§ REQUIREMENT A
Could you reproduce part of the forum post on lazy sequences, starting at the words "(defn out-files [dir-name]" and stopping after "(out-files dir-name))))", substituting "path-name" for each "dir-name"?

§ EXCERPT
Yet another approach that might work for you, depending on your 
requirements, is to use a lazy sequence to access your data.  I did that 
for a load of Twitter data that would have been too large to hold in memory 
at any one time.

Here's the relevant bit (I think), copied and pasted:

(defn out-files [dir-name]
  (let [dir (jio/file dir-name)]
    (map #(str (jio/file dir %))
     (sort (filter #(.startsWith % "out") (.list dir))))))

(defn tweet-seq [dir-name]
  (map json/read-json
       (mapcat #(with-open [r (jio/reader %)] (doall (line-seq r)))
           (out-files dir-name))))

In context: https://gist.github.com/2357604

Ali

On Wednesday, 11 April 2012 07:08:11 UTC+1, Andy Fingerhut wrote:
>
> On Apr 9, 2012, at 10:05 PM, Andy Wu wrote:
>
> > Hi there,
> > 
> > I'm studying algo-class.org, and one of it's programming assignment
> > gives you a file containing contents like below:
> > 1 2
> > 1 7
> > 2 100
> > ...

Point-based annotation data:
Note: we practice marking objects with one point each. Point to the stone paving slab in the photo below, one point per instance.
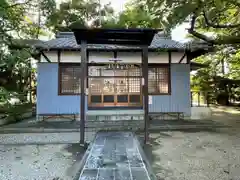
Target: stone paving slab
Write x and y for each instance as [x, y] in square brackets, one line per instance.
[114, 156]
[43, 138]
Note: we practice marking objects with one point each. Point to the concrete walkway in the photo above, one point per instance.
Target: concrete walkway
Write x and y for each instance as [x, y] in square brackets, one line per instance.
[74, 126]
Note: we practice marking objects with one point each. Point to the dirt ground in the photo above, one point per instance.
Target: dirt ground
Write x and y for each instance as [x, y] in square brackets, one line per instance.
[212, 154]
[40, 162]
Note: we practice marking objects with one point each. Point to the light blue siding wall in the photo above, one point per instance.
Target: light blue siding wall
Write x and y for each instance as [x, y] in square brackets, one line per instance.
[48, 100]
[179, 100]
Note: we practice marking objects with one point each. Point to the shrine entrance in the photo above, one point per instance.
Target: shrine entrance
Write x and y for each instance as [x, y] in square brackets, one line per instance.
[114, 85]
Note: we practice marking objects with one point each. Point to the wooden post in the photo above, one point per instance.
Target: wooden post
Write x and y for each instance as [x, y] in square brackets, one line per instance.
[145, 91]
[83, 79]
[199, 94]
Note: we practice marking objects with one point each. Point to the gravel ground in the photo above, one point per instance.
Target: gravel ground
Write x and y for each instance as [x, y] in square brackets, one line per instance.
[212, 155]
[39, 162]
[43, 138]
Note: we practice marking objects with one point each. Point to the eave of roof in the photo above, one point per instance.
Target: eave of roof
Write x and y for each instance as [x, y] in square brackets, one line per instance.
[116, 36]
[66, 41]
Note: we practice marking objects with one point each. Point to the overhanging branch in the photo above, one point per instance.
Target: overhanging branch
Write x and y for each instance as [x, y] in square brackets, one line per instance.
[210, 24]
[218, 41]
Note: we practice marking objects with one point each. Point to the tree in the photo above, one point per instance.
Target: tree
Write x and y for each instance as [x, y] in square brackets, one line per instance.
[85, 13]
[221, 17]
[134, 16]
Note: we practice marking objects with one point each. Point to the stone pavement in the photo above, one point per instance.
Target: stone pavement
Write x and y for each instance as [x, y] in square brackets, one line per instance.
[40, 162]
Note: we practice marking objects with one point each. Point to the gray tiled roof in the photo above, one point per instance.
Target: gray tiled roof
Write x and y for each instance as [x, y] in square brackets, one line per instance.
[66, 40]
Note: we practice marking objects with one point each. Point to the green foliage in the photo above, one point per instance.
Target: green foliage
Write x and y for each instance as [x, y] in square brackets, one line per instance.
[135, 15]
[221, 17]
[85, 13]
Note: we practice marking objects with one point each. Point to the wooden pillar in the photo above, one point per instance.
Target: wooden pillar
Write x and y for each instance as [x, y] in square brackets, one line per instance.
[83, 79]
[145, 91]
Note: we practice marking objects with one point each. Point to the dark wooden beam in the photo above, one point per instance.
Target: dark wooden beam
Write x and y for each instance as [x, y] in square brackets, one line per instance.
[145, 92]
[182, 58]
[83, 78]
[42, 53]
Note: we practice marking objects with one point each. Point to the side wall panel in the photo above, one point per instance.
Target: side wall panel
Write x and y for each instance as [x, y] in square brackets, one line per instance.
[48, 100]
[179, 100]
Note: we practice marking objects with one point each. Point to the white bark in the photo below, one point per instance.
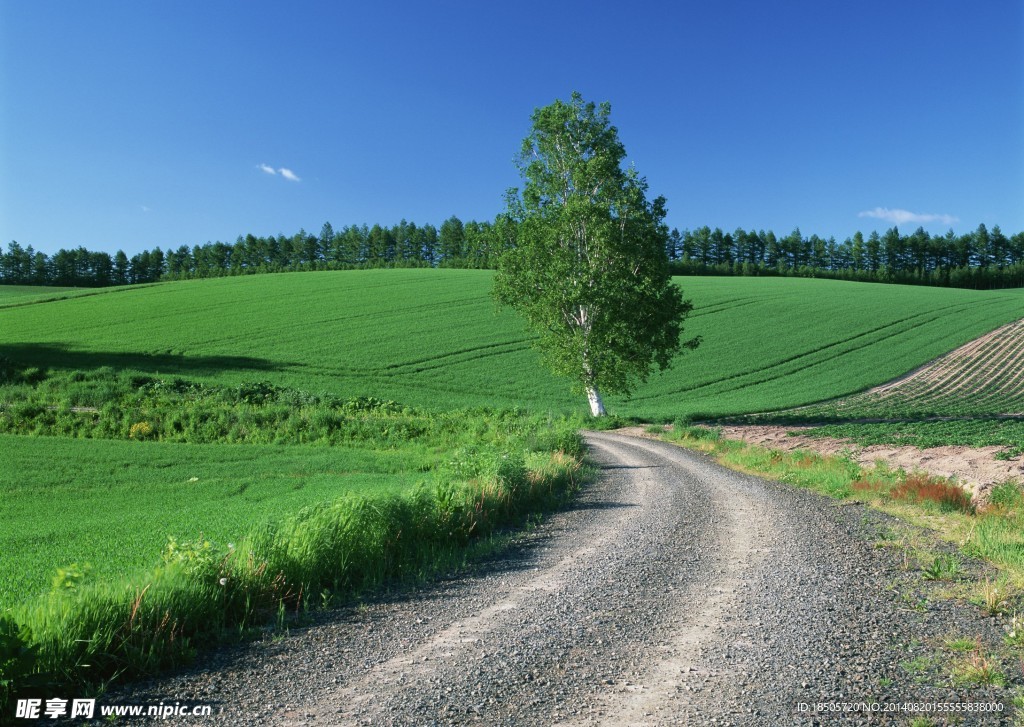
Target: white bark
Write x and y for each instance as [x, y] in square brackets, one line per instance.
[596, 404]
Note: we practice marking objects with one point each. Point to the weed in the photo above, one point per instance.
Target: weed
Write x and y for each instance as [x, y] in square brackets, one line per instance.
[1015, 635]
[962, 644]
[944, 567]
[924, 488]
[977, 669]
[995, 596]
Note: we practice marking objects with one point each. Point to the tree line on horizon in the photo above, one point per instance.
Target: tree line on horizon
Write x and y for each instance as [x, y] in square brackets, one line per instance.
[981, 259]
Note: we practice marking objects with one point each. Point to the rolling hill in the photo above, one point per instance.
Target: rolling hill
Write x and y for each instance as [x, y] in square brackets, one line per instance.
[435, 339]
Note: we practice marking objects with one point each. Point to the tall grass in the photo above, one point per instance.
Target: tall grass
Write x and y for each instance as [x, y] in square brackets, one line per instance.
[87, 633]
[432, 338]
[992, 530]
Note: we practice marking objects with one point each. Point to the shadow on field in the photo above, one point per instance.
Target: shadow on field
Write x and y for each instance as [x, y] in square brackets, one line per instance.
[55, 355]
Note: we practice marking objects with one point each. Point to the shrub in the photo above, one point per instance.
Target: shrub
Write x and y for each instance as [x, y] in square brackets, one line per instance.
[140, 430]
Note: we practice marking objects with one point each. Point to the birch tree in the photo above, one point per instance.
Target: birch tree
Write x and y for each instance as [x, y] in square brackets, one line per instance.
[588, 267]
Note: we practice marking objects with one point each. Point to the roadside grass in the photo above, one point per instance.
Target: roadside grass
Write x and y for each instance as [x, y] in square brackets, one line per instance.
[85, 633]
[168, 513]
[993, 532]
[433, 339]
[112, 505]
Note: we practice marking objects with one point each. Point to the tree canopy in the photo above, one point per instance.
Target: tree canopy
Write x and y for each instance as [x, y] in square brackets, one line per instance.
[588, 266]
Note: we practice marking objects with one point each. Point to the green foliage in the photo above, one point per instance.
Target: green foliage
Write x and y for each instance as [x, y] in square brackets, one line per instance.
[969, 432]
[18, 655]
[943, 567]
[153, 619]
[588, 267]
[435, 341]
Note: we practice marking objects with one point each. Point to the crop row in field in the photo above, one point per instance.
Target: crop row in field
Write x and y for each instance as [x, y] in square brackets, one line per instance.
[114, 504]
[230, 458]
[968, 432]
[434, 338]
[983, 378]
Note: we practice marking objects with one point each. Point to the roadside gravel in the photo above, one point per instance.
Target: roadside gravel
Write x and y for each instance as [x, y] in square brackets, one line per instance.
[673, 592]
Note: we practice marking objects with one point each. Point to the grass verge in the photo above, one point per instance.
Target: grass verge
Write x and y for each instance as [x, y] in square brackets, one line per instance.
[87, 634]
[993, 532]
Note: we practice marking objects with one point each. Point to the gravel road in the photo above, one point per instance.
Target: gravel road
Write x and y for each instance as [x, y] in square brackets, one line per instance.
[673, 592]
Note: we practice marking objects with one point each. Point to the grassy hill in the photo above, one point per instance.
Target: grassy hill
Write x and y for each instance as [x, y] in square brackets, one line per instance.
[434, 338]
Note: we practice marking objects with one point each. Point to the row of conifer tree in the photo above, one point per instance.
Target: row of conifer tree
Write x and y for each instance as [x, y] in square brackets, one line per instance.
[981, 259]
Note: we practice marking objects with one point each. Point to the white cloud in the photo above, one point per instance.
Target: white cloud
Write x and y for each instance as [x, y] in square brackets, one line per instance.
[904, 216]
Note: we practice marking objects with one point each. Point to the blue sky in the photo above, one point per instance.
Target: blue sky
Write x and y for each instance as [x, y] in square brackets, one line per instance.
[140, 124]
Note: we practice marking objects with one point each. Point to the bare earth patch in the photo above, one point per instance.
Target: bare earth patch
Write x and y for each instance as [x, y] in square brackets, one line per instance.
[975, 468]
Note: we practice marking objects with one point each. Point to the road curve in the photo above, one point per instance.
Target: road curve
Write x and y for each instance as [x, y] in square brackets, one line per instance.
[673, 592]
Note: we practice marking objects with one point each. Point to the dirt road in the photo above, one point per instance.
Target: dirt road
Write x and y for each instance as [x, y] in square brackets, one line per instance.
[674, 592]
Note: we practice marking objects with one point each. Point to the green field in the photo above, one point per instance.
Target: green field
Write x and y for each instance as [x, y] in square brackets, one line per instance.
[434, 339]
[113, 504]
[27, 294]
[245, 410]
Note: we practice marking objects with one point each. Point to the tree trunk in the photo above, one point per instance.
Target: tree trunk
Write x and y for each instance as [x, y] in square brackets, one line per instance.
[596, 404]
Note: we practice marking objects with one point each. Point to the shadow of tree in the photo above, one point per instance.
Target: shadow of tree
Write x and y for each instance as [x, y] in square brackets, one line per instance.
[55, 355]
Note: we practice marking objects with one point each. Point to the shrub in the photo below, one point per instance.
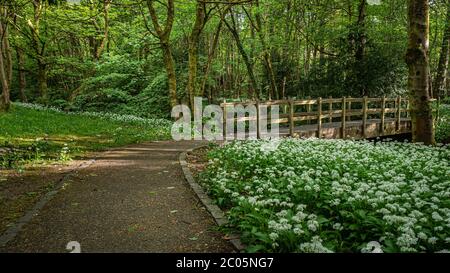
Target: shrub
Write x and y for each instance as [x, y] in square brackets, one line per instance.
[333, 195]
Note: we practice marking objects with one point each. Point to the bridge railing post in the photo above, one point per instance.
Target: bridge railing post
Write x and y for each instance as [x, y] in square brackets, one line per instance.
[319, 118]
[343, 117]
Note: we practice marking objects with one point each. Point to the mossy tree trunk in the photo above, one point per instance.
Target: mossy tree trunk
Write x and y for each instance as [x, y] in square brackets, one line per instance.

§ REQUIREMENT B
How many lines of the records contain the string "crop", with case counting? Give only the number.

§ WRITTEN ANSWER A
(defn out-files [path-name]
  (let [dir (jio/file path-name)]
    (map #(str (jio/file dir %))
     (sort (filter #(.startsWith % "out") (.list dir))))))

(defn tweet-seq [path-name]
  (map json/read-json
       (mapcat #(with-open [r (jio/reader %)] (doall (line-seq r)))
           (out-files path-name))))

§ WRITTEN ANSWER B
2